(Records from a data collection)
+===+

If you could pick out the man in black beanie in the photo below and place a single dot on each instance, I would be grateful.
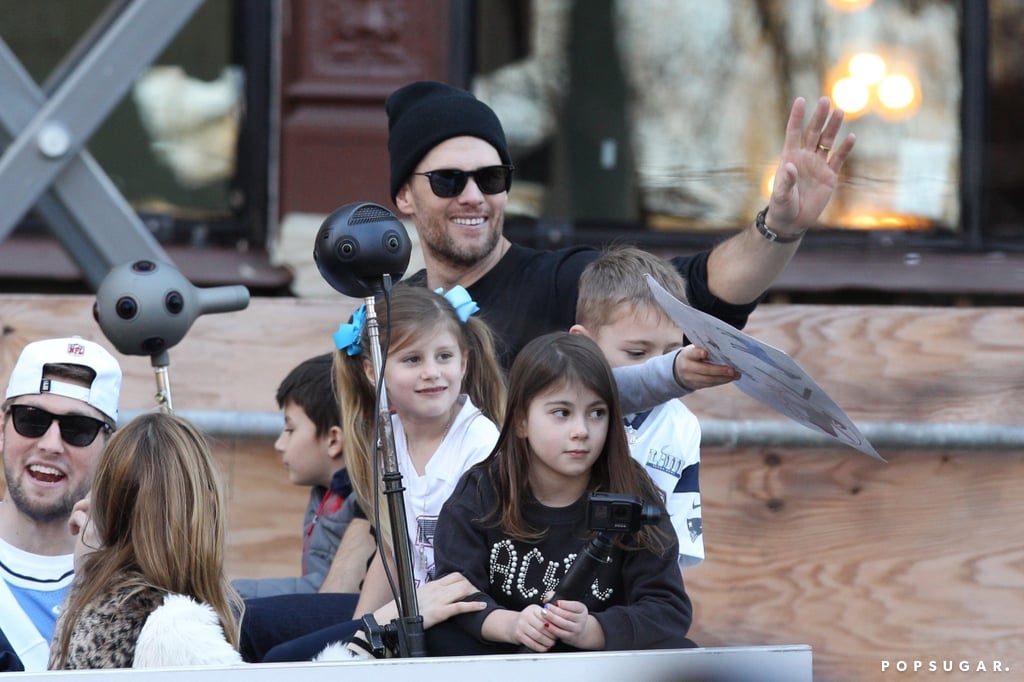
(451, 172)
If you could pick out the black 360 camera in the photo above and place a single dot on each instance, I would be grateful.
(620, 513)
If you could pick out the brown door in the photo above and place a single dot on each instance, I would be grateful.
(340, 58)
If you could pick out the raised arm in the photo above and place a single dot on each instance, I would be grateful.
(742, 267)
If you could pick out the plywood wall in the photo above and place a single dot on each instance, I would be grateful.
(918, 559)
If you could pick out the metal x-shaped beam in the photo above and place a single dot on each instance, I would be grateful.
(45, 165)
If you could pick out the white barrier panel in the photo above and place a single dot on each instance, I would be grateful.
(734, 664)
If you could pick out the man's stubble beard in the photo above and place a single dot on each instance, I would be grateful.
(448, 251)
(55, 511)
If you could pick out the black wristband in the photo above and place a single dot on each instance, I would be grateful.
(770, 233)
(365, 645)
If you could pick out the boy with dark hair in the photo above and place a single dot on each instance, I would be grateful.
(619, 311)
(311, 446)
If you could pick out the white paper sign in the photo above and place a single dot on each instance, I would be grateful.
(767, 374)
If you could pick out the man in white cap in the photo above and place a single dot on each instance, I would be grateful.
(59, 409)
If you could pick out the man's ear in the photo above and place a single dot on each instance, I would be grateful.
(335, 441)
(580, 330)
(402, 200)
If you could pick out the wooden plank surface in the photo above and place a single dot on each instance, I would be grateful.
(919, 559)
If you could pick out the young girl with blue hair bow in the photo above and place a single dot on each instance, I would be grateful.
(445, 390)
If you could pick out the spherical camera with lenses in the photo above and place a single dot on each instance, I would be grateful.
(357, 245)
(144, 307)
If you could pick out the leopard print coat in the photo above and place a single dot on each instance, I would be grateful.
(107, 632)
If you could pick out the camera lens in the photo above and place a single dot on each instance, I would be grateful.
(126, 307)
(174, 302)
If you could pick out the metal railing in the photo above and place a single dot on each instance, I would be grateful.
(715, 432)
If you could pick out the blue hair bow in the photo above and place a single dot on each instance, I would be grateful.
(348, 335)
(461, 300)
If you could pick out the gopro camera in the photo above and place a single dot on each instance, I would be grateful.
(620, 513)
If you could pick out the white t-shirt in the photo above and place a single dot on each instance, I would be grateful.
(470, 439)
(32, 591)
(667, 442)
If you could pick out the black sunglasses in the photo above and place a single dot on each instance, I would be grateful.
(449, 182)
(77, 430)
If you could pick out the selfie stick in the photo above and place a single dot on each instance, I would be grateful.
(611, 516)
(360, 248)
(145, 307)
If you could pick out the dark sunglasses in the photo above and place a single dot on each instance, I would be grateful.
(449, 182)
(77, 430)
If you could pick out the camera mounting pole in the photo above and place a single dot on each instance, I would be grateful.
(359, 249)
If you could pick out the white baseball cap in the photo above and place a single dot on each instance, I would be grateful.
(28, 376)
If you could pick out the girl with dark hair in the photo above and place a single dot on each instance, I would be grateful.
(517, 520)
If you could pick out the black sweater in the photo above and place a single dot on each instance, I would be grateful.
(638, 598)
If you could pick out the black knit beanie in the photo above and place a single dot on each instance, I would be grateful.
(424, 114)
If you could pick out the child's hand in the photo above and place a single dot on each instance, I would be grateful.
(531, 630)
(693, 371)
(570, 623)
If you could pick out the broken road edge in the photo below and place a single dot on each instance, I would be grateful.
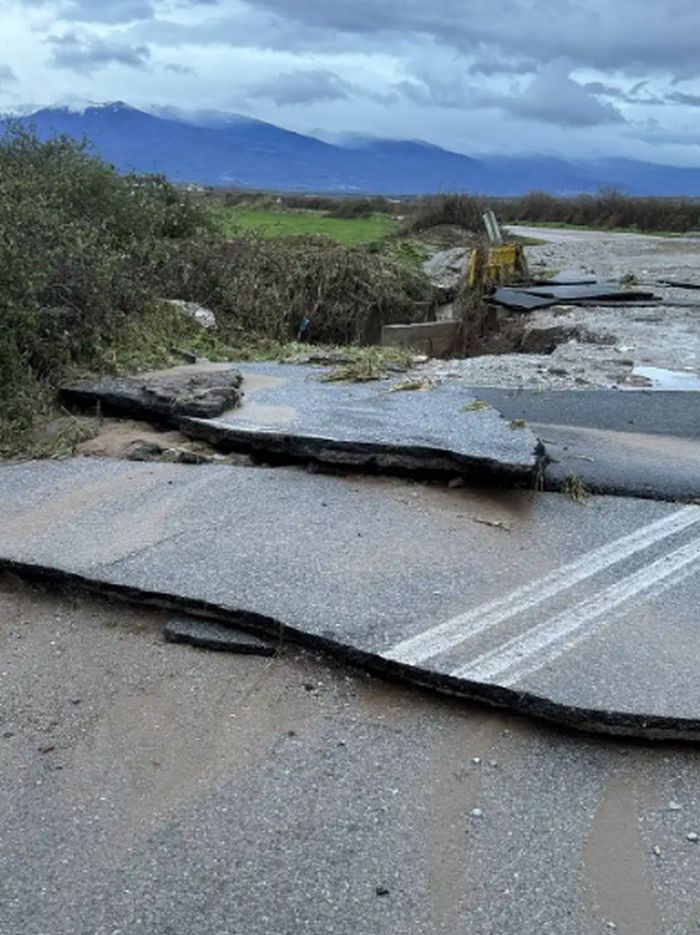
(597, 721)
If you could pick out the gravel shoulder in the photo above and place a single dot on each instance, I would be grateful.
(617, 341)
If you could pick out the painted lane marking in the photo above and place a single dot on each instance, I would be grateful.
(549, 640)
(451, 633)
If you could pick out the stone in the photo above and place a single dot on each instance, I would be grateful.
(446, 268)
(209, 634)
(197, 390)
(203, 316)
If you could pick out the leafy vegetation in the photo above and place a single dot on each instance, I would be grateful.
(87, 256)
(610, 209)
(431, 211)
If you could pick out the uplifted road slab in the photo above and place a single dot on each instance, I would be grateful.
(582, 614)
(205, 389)
(288, 411)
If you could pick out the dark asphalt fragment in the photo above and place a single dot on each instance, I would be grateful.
(208, 634)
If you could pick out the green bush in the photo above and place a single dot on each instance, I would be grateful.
(266, 288)
(78, 249)
(86, 255)
(465, 211)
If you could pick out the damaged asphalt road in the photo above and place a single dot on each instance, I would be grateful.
(582, 614)
(153, 788)
(636, 443)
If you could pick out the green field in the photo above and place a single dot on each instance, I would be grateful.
(271, 223)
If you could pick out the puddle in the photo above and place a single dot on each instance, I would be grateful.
(662, 379)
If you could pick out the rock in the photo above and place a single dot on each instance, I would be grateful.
(150, 451)
(209, 634)
(204, 316)
(203, 391)
(447, 267)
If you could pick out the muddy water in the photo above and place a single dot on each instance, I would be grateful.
(194, 788)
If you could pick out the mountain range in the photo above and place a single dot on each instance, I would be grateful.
(229, 150)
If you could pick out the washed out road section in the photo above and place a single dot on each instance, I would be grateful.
(530, 601)
(289, 411)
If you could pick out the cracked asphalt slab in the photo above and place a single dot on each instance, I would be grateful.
(151, 787)
(287, 410)
(573, 612)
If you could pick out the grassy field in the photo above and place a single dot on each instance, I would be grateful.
(271, 223)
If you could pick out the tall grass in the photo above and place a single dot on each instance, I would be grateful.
(609, 209)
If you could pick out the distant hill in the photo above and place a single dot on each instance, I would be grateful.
(230, 150)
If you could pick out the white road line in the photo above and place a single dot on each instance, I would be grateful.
(547, 641)
(452, 632)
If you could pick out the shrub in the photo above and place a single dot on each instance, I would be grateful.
(609, 209)
(267, 287)
(464, 211)
(78, 246)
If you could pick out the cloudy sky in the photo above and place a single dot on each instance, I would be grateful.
(579, 77)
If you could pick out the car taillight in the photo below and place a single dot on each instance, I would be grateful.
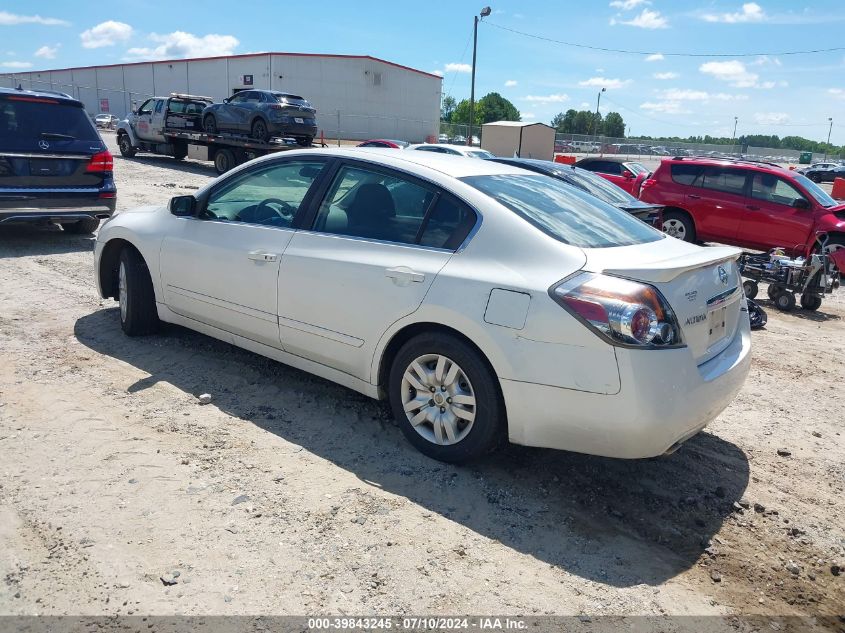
(100, 162)
(624, 312)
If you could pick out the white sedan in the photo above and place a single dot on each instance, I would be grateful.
(483, 301)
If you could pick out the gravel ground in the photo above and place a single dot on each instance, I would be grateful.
(121, 493)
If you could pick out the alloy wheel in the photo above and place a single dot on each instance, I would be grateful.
(438, 399)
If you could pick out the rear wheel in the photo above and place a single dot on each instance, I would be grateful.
(785, 301)
(446, 398)
(138, 315)
(209, 124)
(259, 130)
(751, 288)
(678, 225)
(125, 146)
(86, 226)
(224, 160)
(811, 302)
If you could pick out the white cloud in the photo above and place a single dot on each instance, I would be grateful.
(48, 52)
(106, 33)
(771, 118)
(180, 44)
(648, 19)
(458, 68)
(555, 98)
(678, 94)
(627, 5)
(604, 82)
(751, 12)
(665, 107)
(735, 73)
(12, 19)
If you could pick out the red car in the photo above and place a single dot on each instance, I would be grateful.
(628, 175)
(381, 142)
(744, 203)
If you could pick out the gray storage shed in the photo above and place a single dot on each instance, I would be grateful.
(525, 140)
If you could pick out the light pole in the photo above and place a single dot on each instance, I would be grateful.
(598, 102)
(830, 129)
(484, 13)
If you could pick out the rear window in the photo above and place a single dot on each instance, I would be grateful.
(24, 123)
(565, 213)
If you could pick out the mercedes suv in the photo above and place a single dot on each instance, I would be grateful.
(54, 167)
(745, 203)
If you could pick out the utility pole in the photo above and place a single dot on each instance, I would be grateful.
(830, 129)
(484, 13)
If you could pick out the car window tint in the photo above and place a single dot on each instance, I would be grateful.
(685, 174)
(270, 195)
(373, 205)
(725, 180)
(773, 189)
(564, 212)
(448, 224)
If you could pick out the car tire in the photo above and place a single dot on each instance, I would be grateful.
(811, 302)
(86, 226)
(124, 144)
(136, 298)
(209, 124)
(447, 430)
(679, 225)
(259, 130)
(785, 301)
(224, 160)
(751, 288)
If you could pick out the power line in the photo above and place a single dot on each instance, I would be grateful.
(634, 52)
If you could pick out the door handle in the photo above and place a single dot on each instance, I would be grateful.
(402, 275)
(261, 256)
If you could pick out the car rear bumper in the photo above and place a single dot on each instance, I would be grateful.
(665, 399)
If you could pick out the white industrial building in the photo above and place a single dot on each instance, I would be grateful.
(356, 96)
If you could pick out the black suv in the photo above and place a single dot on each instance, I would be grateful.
(54, 167)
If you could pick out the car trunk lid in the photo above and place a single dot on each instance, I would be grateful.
(702, 286)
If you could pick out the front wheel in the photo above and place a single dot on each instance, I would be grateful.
(679, 225)
(125, 146)
(135, 295)
(446, 398)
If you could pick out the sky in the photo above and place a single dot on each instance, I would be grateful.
(740, 70)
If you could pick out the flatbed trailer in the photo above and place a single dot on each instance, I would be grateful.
(168, 134)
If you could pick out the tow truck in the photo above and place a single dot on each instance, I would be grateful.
(172, 126)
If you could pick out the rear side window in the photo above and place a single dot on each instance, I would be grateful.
(23, 123)
(565, 213)
(724, 180)
(685, 174)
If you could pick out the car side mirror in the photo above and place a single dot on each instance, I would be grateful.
(183, 206)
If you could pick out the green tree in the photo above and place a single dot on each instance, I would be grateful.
(614, 125)
(496, 108)
(447, 108)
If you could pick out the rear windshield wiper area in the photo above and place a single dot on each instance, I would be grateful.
(58, 137)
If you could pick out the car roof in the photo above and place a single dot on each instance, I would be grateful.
(46, 94)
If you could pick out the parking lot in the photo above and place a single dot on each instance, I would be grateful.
(121, 493)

+===+

● **Exercise directions**
Express the lines of the material from the line containing "If you could pick out the rear windshield" through the last line of the material, inclusive, as a JSON list of strings with one string per line and blank lines omitted.

● **Expected answer**
[
  "If you could pick out the rear windshield wiper area in the photo above and place a single dot on each instance, I would be grateful.",
  "(58, 137)",
  "If you could pick out the car roof in the photo above and place a single dot on each instance, I would be grateful.",
  "(46, 94)",
  "If you could pick out the parking lot in the photo above and place a single dot on each instance, I would be grateful.",
  "(121, 493)"
]